Segment Start: DATA LISTING
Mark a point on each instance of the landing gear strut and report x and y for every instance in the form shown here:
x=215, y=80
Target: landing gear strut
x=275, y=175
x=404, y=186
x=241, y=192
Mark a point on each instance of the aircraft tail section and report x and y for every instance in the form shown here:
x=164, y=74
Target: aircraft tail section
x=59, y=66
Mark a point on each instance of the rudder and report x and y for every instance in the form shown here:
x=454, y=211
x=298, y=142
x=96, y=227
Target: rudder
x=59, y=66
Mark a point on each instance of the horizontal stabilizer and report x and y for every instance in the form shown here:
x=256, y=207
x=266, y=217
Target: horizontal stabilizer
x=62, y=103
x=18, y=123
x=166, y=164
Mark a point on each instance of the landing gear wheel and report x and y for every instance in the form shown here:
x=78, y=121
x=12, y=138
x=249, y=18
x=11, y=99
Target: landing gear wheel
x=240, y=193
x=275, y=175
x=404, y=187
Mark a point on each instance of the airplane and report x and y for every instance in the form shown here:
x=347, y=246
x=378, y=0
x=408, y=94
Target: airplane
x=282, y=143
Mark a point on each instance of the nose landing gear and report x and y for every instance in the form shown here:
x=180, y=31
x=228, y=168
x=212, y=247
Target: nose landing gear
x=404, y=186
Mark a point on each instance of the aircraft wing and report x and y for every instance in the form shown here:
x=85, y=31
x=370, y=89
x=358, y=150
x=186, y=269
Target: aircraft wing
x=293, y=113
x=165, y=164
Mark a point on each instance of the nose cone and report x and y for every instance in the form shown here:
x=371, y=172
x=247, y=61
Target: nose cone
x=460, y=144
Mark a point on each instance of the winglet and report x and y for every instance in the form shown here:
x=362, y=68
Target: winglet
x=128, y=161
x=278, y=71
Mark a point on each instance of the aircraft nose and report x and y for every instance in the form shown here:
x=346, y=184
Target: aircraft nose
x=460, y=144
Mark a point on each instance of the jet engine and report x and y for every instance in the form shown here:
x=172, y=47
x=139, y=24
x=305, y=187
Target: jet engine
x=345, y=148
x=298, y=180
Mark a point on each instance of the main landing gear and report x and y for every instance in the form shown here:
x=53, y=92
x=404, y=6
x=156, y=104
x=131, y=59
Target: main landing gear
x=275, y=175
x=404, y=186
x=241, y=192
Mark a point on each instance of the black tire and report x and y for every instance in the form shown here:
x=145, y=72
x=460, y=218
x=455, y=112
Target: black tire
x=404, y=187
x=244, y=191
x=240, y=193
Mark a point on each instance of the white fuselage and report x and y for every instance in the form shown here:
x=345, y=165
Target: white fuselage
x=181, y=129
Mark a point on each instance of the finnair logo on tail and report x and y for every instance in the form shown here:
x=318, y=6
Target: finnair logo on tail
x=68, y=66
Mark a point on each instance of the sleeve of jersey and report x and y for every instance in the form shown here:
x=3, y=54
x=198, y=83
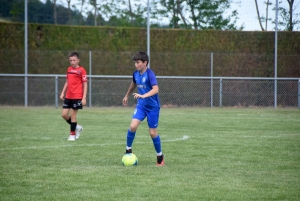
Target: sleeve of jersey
x=84, y=76
x=152, y=78
x=133, y=80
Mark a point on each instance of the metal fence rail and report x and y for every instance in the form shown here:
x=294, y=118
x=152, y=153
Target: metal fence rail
x=175, y=91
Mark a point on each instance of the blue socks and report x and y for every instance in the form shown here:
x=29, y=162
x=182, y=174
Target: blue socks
x=130, y=138
x=157, y=144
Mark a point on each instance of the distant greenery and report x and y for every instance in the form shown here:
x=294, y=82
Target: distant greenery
x=191, y=15
x=210, y=154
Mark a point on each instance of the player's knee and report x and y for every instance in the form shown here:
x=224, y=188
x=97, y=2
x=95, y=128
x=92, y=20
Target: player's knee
x=66, y=117
x=132, y=128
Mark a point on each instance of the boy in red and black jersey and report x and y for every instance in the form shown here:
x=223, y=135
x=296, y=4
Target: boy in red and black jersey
x=75, y=89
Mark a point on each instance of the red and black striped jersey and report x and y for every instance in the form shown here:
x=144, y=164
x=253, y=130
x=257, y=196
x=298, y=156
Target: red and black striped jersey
x=75, y=78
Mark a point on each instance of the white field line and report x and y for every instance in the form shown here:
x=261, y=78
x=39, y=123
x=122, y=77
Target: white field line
x=185, y=137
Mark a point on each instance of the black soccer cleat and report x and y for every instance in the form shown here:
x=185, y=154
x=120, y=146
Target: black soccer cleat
x=160, y=160
x=128, y=151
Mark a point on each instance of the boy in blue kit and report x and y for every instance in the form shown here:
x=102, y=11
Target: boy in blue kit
x=148, y=104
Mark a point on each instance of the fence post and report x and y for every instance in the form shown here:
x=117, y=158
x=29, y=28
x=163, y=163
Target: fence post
x=90, y=79
x=212, y=80
x=56, y=91
x=221, y=86
x=299, y=94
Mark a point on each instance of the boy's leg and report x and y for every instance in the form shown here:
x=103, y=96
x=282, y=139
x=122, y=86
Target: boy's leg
x=153, y=117
x=73, y=125
x=131, y=134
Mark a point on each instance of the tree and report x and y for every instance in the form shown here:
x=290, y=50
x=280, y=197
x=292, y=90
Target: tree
x=289, y=19
x=200, y=14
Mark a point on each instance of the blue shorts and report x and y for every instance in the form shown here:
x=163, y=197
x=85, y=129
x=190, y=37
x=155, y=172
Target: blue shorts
x=152, y=116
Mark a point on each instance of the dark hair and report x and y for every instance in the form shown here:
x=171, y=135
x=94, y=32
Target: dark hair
x=143, y=56
x=74, y=54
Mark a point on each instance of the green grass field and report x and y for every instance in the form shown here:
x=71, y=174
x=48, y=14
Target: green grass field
x=210, y=154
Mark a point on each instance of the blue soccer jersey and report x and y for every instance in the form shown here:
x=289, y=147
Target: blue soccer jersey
x=144, y=84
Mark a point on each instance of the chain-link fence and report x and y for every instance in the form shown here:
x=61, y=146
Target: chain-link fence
x=107, y=91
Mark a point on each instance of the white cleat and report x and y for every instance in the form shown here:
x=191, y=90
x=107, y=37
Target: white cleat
x=78, y=131
x=71, y=138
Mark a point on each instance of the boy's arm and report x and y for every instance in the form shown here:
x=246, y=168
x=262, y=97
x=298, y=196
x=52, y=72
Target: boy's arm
x=152, y=92
x=129, y=91
x=83, y=101
x=64, y=90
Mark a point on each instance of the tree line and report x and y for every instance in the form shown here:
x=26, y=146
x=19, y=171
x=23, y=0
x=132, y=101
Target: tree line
x=184, y=14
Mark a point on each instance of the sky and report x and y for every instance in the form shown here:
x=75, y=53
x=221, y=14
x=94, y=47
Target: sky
x=246, y=9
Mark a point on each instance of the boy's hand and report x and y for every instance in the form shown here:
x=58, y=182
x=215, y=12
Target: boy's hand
x=136, y=96
x=83, y=101
x=125, y=101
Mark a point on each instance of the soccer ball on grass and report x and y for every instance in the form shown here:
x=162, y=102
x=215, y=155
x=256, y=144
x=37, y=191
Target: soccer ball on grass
x=129, y=159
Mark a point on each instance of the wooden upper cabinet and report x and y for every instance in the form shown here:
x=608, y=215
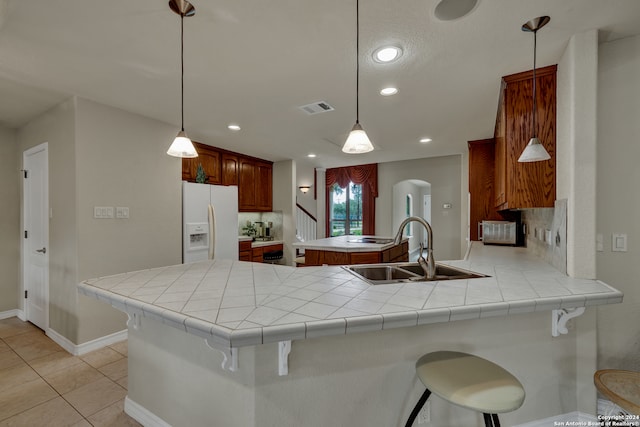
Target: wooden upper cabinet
x=525, y=185
x=481, y=184
x=229, y=169
x=264, y=187
x=209, y=158
x=253, y=176
x=255, y=187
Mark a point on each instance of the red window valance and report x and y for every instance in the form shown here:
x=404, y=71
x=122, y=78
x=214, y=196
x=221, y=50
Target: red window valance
x=365, y=175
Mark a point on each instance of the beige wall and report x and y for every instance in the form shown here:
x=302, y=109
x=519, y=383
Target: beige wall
x=576, y=149
x=122, y=161
x=445, y=176
x=618, y=199
x=284, y=190
x=9, y=220
x=399, y=206
x=102, y=156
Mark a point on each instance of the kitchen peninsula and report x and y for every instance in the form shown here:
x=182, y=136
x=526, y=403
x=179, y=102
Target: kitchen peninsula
x=317, y=346
x=342, y=250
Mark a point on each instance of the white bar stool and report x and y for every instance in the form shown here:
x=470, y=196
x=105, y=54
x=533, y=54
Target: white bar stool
x=468, y=381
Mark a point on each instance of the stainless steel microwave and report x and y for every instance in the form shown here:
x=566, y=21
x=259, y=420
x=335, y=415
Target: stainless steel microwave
Segment End: DATA LISTING
# TASK DETAILS
Of all the lines above, tally those with the word "steel". Write the total only.

# WRITTEN ANSWER
2